§ Records to use
══════

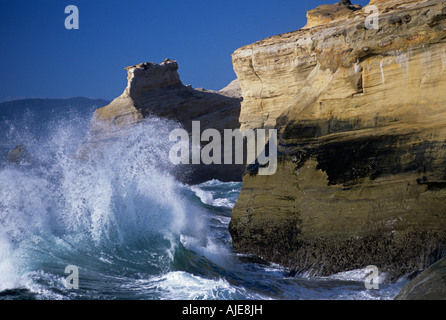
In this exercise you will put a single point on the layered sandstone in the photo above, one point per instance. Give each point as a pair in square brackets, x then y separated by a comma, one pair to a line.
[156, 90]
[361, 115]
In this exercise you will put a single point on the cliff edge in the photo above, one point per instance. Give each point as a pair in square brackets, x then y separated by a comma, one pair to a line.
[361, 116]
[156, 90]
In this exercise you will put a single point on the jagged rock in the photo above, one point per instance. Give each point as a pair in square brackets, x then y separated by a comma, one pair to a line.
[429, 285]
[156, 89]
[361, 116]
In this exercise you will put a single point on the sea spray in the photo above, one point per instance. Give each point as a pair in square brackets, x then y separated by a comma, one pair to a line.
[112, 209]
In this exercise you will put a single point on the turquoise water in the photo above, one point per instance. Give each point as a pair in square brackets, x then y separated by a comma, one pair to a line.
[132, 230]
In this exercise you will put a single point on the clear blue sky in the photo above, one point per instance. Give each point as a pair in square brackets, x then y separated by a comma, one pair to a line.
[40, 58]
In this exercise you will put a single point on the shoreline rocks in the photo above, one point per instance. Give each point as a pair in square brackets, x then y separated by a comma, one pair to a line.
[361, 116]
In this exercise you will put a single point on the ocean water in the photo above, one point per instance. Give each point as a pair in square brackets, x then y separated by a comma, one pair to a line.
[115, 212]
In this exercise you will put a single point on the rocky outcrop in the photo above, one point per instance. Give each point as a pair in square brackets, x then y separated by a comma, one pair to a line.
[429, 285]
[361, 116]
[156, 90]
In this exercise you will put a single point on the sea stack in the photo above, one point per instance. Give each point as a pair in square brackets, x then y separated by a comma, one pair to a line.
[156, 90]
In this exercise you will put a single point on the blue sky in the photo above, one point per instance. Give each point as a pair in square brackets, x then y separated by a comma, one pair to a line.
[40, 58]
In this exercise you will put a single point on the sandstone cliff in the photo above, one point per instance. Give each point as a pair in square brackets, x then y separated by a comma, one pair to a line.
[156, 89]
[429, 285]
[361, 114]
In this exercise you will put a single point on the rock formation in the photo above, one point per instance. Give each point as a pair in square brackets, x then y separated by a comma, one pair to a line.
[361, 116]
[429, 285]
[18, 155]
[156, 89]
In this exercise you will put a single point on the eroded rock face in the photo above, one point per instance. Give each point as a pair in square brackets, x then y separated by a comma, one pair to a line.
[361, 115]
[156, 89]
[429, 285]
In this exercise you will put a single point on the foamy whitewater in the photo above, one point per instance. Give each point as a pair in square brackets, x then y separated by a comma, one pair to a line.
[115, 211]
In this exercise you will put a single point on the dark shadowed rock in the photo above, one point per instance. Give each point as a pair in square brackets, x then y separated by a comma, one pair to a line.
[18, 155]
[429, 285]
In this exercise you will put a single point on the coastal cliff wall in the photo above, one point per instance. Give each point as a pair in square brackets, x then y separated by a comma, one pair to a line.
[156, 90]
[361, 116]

══════

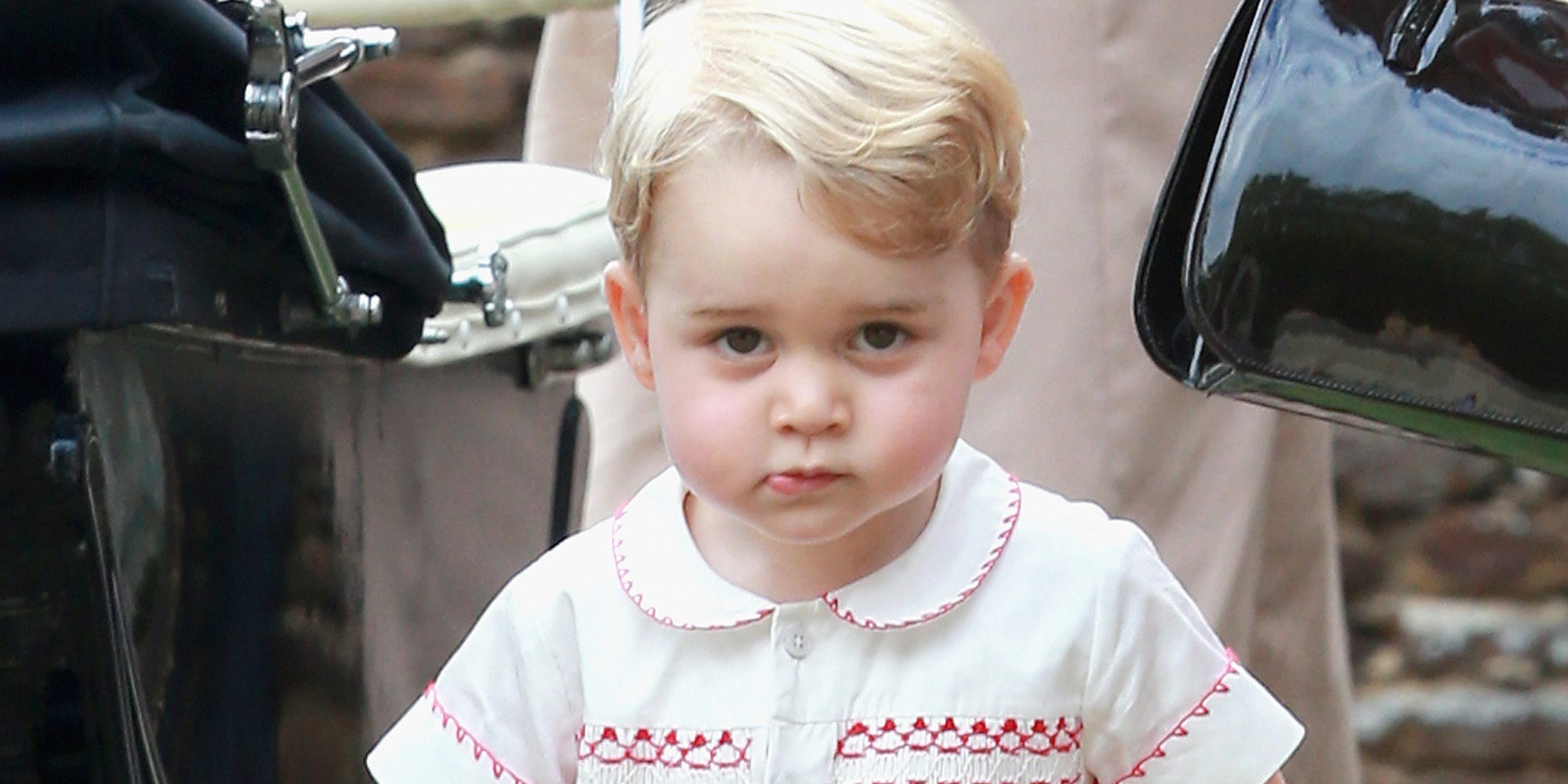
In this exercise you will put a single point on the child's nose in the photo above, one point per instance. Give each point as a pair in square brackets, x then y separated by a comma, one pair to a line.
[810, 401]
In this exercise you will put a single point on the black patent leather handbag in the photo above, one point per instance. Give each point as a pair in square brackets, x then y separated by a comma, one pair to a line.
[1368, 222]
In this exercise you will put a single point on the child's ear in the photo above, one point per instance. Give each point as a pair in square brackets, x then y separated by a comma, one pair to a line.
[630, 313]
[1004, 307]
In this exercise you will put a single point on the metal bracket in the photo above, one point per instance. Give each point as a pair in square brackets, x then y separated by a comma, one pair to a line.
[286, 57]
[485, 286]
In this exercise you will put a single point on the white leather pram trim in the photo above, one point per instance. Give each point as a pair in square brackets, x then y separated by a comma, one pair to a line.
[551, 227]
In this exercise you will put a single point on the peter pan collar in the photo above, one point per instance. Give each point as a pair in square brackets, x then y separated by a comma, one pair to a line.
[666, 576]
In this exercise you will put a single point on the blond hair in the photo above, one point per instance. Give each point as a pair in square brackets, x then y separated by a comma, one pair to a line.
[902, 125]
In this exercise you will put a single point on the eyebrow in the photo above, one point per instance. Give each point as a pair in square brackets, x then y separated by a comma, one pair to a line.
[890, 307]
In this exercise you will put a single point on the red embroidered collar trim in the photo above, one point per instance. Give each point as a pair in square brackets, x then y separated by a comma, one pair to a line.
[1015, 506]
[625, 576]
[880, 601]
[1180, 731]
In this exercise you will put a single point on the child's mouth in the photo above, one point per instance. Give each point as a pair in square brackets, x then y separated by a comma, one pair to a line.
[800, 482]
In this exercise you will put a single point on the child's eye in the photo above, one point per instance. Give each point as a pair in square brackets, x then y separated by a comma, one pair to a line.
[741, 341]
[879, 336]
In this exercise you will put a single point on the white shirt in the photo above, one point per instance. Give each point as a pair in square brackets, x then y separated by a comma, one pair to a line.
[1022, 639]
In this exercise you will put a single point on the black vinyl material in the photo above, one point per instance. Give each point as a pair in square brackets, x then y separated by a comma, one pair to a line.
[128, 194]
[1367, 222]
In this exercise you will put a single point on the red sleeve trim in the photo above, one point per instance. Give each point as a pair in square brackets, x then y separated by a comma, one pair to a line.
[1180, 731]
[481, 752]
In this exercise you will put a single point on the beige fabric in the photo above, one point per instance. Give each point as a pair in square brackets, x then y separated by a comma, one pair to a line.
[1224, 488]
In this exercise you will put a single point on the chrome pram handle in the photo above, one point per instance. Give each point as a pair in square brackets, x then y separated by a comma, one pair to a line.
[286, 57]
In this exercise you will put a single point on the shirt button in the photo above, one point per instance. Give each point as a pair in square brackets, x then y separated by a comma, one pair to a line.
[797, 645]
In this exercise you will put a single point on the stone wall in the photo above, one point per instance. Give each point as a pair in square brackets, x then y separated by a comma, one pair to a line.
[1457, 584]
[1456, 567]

══════

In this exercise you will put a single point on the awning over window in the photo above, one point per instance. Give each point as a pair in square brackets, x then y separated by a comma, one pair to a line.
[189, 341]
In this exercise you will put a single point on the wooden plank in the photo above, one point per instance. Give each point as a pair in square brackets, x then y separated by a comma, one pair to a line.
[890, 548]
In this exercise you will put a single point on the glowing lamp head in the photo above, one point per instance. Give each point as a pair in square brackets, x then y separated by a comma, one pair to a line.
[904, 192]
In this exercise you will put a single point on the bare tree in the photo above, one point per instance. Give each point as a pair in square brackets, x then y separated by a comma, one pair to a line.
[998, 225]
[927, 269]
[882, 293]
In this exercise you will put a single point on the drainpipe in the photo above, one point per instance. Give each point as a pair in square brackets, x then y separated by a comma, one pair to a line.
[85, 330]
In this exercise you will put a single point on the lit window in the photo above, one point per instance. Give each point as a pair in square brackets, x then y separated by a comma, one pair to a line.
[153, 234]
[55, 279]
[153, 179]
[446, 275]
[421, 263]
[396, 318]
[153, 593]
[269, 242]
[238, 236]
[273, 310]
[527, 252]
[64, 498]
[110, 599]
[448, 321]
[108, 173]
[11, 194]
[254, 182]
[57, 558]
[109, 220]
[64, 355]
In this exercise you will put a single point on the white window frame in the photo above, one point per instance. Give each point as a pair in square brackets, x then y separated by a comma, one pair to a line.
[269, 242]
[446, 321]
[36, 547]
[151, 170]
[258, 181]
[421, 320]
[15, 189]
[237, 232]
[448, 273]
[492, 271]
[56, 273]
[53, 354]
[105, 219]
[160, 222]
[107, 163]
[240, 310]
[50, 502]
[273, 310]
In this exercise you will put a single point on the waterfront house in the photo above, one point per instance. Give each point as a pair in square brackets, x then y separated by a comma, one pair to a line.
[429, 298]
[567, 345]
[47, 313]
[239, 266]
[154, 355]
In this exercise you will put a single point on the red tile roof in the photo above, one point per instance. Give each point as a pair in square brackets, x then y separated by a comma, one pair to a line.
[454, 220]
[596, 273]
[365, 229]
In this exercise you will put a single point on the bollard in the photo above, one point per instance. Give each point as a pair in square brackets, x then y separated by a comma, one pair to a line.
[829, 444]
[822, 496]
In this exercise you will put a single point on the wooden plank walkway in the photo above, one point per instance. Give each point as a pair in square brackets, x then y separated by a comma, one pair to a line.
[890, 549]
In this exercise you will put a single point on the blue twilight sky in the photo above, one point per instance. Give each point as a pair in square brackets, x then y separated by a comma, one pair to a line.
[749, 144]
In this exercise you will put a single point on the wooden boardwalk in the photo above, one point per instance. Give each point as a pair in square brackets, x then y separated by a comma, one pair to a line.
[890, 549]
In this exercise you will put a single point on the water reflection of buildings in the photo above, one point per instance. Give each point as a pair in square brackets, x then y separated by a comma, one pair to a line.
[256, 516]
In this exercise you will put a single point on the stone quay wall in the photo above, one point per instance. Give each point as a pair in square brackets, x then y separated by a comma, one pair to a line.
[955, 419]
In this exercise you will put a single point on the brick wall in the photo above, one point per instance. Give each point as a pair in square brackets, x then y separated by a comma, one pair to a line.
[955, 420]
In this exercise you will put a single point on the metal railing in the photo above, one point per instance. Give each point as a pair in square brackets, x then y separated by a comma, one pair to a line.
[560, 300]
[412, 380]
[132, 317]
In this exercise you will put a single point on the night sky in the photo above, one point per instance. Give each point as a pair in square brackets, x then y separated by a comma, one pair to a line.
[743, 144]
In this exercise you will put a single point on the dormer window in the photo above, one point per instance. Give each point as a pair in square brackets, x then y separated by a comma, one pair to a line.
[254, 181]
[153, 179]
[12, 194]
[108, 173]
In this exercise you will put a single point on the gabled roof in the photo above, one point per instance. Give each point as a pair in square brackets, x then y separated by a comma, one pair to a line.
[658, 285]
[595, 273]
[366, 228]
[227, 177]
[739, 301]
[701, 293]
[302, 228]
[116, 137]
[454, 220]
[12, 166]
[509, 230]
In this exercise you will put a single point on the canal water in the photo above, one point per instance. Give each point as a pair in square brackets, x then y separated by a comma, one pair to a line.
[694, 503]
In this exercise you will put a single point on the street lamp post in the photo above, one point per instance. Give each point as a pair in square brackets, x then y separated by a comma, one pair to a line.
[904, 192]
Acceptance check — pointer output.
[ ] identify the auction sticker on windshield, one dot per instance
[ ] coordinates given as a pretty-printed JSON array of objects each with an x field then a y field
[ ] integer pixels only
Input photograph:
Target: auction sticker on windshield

══════

§ What is expected
Rewrite everything from the line containing "on the gabled" down to the line containing "Target: auction sticker on windshield", both included, and nothing else, multiplying every coordinate in the answers by 2.3 and rounding to whole numbers, halves up. Leave all other material in that span, including any numbers outside the answers, unchanged.

§ Answer in full
In this exercise you will put a single point on the gabled roof in the photo above, one point per instance. Give each point as a pair in square brackets, x then y separated by a comma, one pair to a line.
[1513, 656]
[1369, 628]
[842, 524]
[522, 407]
[1700, 692]
[1612, 674]
[695, 524]
[267, 315]
[1044, 506]
[28, 382]
[1171, 529]
In this exercise you will put a single point on the canal water in the photo above, one point per instance. Give each point as a pair in square brackets, x then y separated by a comma, one pair to a line.
[1596, 1157]
In this exercise you will put a single point on the street lamp post in the photo above, one point per instance. Give each point as a pair in square brackets, x then y separated by a comma, one pair to a line.
[2079, 442]
Acceptance check — pointer output.
[ ] identify the auction sticker on windshield, one dot per instance
[ ] coordinates given as a pretty-printed JSON array of objects each with an x field then a y field
[ ] integer pixels only
Input photograph:
Target: auction sticker on windshield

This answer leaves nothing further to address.